What is asked.
Convert the lines below into a numbered list, omitting any blank lines. Leave the pictures out of your answer.

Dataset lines
*****

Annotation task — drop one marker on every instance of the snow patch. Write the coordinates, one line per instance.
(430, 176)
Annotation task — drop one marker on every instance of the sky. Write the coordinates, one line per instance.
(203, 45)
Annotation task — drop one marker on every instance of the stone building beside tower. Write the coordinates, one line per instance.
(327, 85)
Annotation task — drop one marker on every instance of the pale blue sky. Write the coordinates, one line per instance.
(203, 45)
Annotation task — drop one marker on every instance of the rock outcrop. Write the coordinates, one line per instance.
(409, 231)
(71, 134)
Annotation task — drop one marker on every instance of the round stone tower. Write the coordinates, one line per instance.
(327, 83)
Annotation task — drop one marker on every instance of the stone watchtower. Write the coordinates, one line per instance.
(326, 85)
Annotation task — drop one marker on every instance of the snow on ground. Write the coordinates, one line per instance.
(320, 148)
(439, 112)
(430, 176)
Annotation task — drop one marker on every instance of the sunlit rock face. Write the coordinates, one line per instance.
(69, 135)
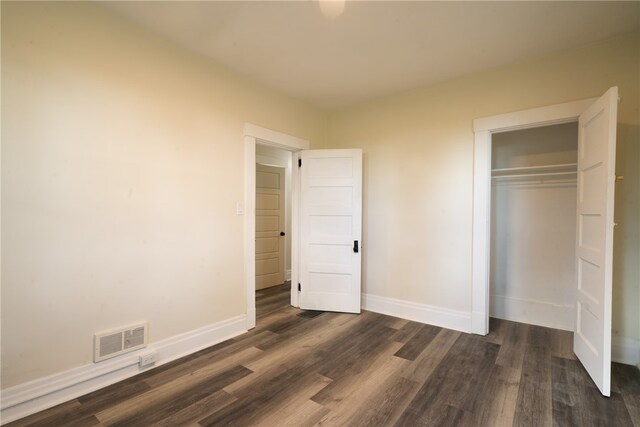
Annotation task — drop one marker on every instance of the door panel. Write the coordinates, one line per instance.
(330, 222)
(269, 223)
(594, 252)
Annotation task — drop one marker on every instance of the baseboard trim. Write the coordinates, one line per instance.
(532, 312)
(423, 313)
(28, 398)
(625, 350)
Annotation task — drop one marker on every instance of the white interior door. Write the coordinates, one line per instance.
(330, 230)
(594, 251)
(269, 226)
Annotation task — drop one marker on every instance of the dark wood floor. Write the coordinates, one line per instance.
(300, 368)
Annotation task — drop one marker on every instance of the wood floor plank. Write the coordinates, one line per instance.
(406, 332)
(348, 395)
(299, 410)
(418, 342)
(577, 401)
(454, 382)
(384, 407)
(499, 398)
(534, 393)
(513, 343)
(627, 383)
(200, 409)
(168, 399)
(422, 368)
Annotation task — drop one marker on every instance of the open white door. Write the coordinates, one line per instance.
(594, 246)
(330, 230)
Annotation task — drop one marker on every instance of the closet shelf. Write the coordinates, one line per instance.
(565, 170)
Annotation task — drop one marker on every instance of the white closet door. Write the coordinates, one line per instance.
(330, 230)
(594, 251)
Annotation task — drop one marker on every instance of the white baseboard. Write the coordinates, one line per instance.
(625, 350)
(423, 313)
(532, 312)
(26, 399)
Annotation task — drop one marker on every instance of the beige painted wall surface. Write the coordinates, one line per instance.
(418, 164)
(122, 162)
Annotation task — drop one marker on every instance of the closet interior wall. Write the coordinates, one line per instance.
(533, 225)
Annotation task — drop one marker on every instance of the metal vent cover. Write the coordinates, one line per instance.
(119, 341)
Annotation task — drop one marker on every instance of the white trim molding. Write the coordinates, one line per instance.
(28, 398)
(540, 313)
(423, 313)
(625, 350)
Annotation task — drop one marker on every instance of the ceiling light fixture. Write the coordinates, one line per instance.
(331, 8)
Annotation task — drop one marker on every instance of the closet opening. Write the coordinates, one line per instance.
(533, 225)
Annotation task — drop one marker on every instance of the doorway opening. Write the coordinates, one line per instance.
(273, 229)
(255, 136)
(484, 128)
(533, 225)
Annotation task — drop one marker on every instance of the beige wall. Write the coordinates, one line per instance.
(122, 162)
(418, 149)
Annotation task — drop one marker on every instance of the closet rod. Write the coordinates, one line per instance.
(533, 175)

*****

Answer in full.
1. Annotation task — drop one marker on every instance of the snow patch. Write the coordinates, one line per instance.
2. (430, 176)
3. Annotation task — drop one marker on every instance of the sky. Write the coordinates, one line per instance.
4. (203, 45)
5. Annotation task — drop one marker on every instance of the stone building beside tower. Write the coordinates, one line per instance.
6. (327, 85)
7. Annotation task — drop one marker on every instance of the pale blue sky. Write the coordinates, one line per instance.
8. (203, 45)
9. Annotation task — drop one marker on every instance of the rock outcrop. Write the coordinates, one line per instance.
10. (409, 231)
11. (71, 134)
12. Annotation task — drop one marker on every instance of the round stone tower. Write the coordinates, one line per instance.
13. (327, 83)
14. Annotation task — drop one marker on every instance of the stone watchtower. Write the coordinates, one line per instance.
15. (326, 85)
16. Annotation task — drop one marker on every instance of the snow on ground. Write the coordinates, one line per instance.
17. (320, 148)
18. (439, 112)
19. (430, 176)
20. Annotation task — drop one marker on every instance of the sunlit rock face. Write the coordinates, one line per instance.
21. (69, 135)
22. Annotation task — drop one marker on every instance of the door panel. Write the coordinates, one line per instance.
23. (330, 222)
24. (269, 223)
25. (594, 252)
26. Annotation task — drop one marker on every instance of the baseboard trim. Write the coordinates, one line per instance.
27. (532, 312)
28. (423, 313)
29. (28, 398)
30. (625, 350)
31. Annotation task — drop one marker on every instance of the white interior door. Write the coordinates, one line per instance.
32. (330, 230)
33. (594, 251)
34. (269, 226)
35. Annotation task — drop one marker on every instance of the dark wood floor. Write the coordinates, one line per instance.
36. (300, 368)
37. Annotation task — drop one marker on every instance of the wood floor plank. Write the coordinates, one line per instance.
38. (406, 332)
39. (348, 395)
40. (299, 410)
41. (418, 342)
42. (577, 401)
43. (454, 382)
44. (384, 407)
45. (499, 398)
46. (534, 393)
47. (513, 343)
48. (627, 383)
49. (200, 409)
50. (168, 399)
51. (422, 368)
52. Annotation task — drop one marker on every instance of the open white door. Write the coordinates, one line per instance.
53. (594, 246)
54. (330, 230)
55. Annotation task — drop one marker on every instance of the closet shelf. Write the coordinates, one line per instance.
56. (565, 170)
57. Annotation task — drop one marker on every instance of the white closet door. Write the coordinates, one line per instance.
58. (330, 230)
59. (594, 251)
60. Annotation task — drop one marker on every instance of the white baseboard. Write the coordinates, one line per instance.
61. (625, 350)
62. (423, 313)
63. (532, 312)
64. (26, 399)
65. Annotation task — drop one marker on every instance of the beige painted wall surface. Write the coordinates, one line per instance.
66. (418, 164)
67. (122, 162)
68. Annotation task — drop one marker on every instance of the closet interior wall. Write the coordinates, one line per instance.
69. (533, 225)
70. Annotation task — drop one marker on every instance of the metal vent cover. Write the coordinates, one line per instance.
71. (119, 341)
72. Annotation task — drop one marker on every instance of the white trim molding. Write the coordinates, one line per instance.
73. (28, 398)
74. (540, 313)
75. (423, 313)
76. (625, 350)
77. Annotation task — drop one marker on every instance of the ceiling light fixture. Write the coordinates, one line per instance.
78. (331, 8)
79. Annotation task — drop one marker on every instance of the closet opening. Write the coordinates, one line per instance.
80. (533, 225)
81. Annotation task — drop one marker on every instance of the doorway opening. Write the coordinates, one line per instance.
82. (273, 229)
83. (255, 136)
84. (484, 128)
85. (533, 225)
86. Annotation task — drop one marker on every instance of the beige wall. Write the coordinates, one line per instance.
87. (122, 162)
88. (418, 149)
89. Annotation task — drop one marker on every instance of the closet rod. Write the coordinates, one line per instance.
90. (533, 175)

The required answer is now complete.